===== TEXTE À LIRE =====
À la suite de la mort d'un sans-abri et d'un passant, mardi matin, lors d'une opération policière au centre-ville de Montréal, le ministre Robert Dutil a demandé à l'École nationale de police d'améliorer la formation des futurs policiers.

Bien des questions restent pendantes quant à l'utilisation des armes de service par les agents du SPVM. Appelés pour maîtriser Mario Harel, un sans-abri manifestement en détresse psychologique, les agents l'ont abattu. Un passant, Patrick Limoges, a été atteint mortellement à la tête par un ricochet.

«On va regarder l'ensemble des choses mais, ce matin, la directrice générale de l'École de police a été contactée pour voir s'il y aurait des améliorations à apporter à la formation et voir à long terme ce que nous pouvons faire», a déclaré le ministre Dutil aux journalistes, hier, après la période des questions.

Il n'est toutefois pas question d'ajouter une autre enquête à celle que doit déjà faire la Sûreté du Québec, a assuré Mathieu St-Pierre, le porte-parole du ministre. Encore hier, M. Dutil a promis d'agir avec «célérité» pour revoir les règles qui font que, lorsqu'il y a mort d'homme à la suite d'une intervention policière, l'enquête est confiée à un autre corps de police. En Ontario, ces enquêtes sont confiées à une escouade spécialisée qui ne relève pas d'un corps de police.

De son côté, Richard Bergeron, le chef de Projet Montréal, deuxième parti de l'opposition à l'hôtel de ville de Montréal, a soutenu que le gouvernement devrait se doter d'un bureau d'enquête pour ce type de situation, une demande qui avait fait l'objet d'une résolution unanime de la Ville de Montréal au printemps 2010.
=====
CONSIGNES:
[1] D'après le texte sur l'intervention policière mortelle à Montréal, à qui confie-t-on en Ontario les enquêtes sur une mort survenue lors d'une intervention policière ?
[2] Poursuivez le texte sur l'intervention policière mortelle à Montréal après sa dernière phrase.
===== DONNÉES FOURNIES =====
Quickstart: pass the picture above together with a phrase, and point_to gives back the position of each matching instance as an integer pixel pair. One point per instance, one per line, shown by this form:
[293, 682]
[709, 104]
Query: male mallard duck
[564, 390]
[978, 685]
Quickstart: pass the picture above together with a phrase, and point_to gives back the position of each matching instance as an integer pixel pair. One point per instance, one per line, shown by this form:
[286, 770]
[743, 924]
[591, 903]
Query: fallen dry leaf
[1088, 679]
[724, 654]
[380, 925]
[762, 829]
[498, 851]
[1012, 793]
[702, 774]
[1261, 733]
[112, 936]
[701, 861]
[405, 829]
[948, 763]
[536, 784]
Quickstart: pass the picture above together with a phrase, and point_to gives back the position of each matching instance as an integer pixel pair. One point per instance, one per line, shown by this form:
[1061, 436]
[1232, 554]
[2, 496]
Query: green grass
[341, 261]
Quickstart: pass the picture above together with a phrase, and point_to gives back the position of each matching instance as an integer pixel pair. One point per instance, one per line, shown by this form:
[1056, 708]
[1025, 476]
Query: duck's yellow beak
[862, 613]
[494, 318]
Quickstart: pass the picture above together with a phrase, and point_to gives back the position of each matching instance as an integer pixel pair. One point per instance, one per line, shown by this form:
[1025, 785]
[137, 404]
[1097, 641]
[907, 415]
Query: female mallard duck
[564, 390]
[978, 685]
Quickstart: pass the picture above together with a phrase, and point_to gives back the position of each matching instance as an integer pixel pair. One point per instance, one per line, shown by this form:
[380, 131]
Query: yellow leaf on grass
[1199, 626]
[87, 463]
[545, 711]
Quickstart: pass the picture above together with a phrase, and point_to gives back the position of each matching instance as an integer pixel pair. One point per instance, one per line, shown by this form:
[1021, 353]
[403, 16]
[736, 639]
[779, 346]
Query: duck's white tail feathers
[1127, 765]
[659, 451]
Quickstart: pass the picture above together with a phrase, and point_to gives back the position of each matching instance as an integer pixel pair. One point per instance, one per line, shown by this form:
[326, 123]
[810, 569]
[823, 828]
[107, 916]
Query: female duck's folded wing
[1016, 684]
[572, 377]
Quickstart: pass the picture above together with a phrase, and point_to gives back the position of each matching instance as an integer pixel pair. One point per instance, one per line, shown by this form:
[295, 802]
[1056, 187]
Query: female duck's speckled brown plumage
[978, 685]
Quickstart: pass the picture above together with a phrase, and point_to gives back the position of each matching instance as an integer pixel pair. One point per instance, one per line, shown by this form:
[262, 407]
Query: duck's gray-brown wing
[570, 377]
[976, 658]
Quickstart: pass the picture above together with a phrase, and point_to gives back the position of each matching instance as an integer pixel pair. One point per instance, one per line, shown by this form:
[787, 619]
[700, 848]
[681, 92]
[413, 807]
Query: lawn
=====
RÉSULTATS DE L'EXERCICE:
[1] À une escouade spécialisée qui ne relève pas d'un corps de police.

[2]
Ce bureau, «doté d'un personnel civil entièrement indépendant de la police pour faire enquête, lorsque des civils sont tués ou blessés par des policiers, aiderait à rétablir la confiance du public envers la police et, de ce fait, aiderait les policiers à faire efficacement leur travail en jouissant d'une meilleure collaboration du public», estime M. Bergeron.

Cette instance est réclamée par de nombreux organismes depuis la mort d'Anthony Griffin à Montréal, en novembre 1987, a-t-il rappelé.

«La mort cette semaine de deux civils aux mains de policiers du Service de police de la Ville de Montréal rappelle l'urgence d'agir en ce sens», a-t-il dit.

Dans une lettre transmise hier au ministre Dutil, M. Bergeron soutient que le temps presse: il y a actuellement, dit-il, «une crise de confiance entre une partie importante de la population et la police parce que plusieurs Québécois doutent de la capacité des policiers à faire enquête de façon objective et indépendante lorsque l'objet de leur enquête est un membre de leur propre profession. Le Québec a besoin d'une entité impartiale et indépendante pour faire ce genre d'enquête».

Le ministre Dutil estime pour sa part qu'il faut «regarder en profondeur» les conséquences de la «désinstitutionnalisation» - depuis la fin des années 80, le ministère de la Santé ne garde plus à l'hôpital les personnes qui, sans être atteintes de maladie mentale chronique, arrivent à des moments de profonde détresse psychologique.

Mais le ministre de la Santé, Yves Bolduc, a fait savoir par Natacha Joncas-Boudreau, son attachée de presse, qu'il ne faut pas «stigmatiser les gens atteints de problèmes de santé mentale». «Le geste n'est pas nécessairement lié à la condition de l'individu. Il faut être prudent», a-t-elle dit.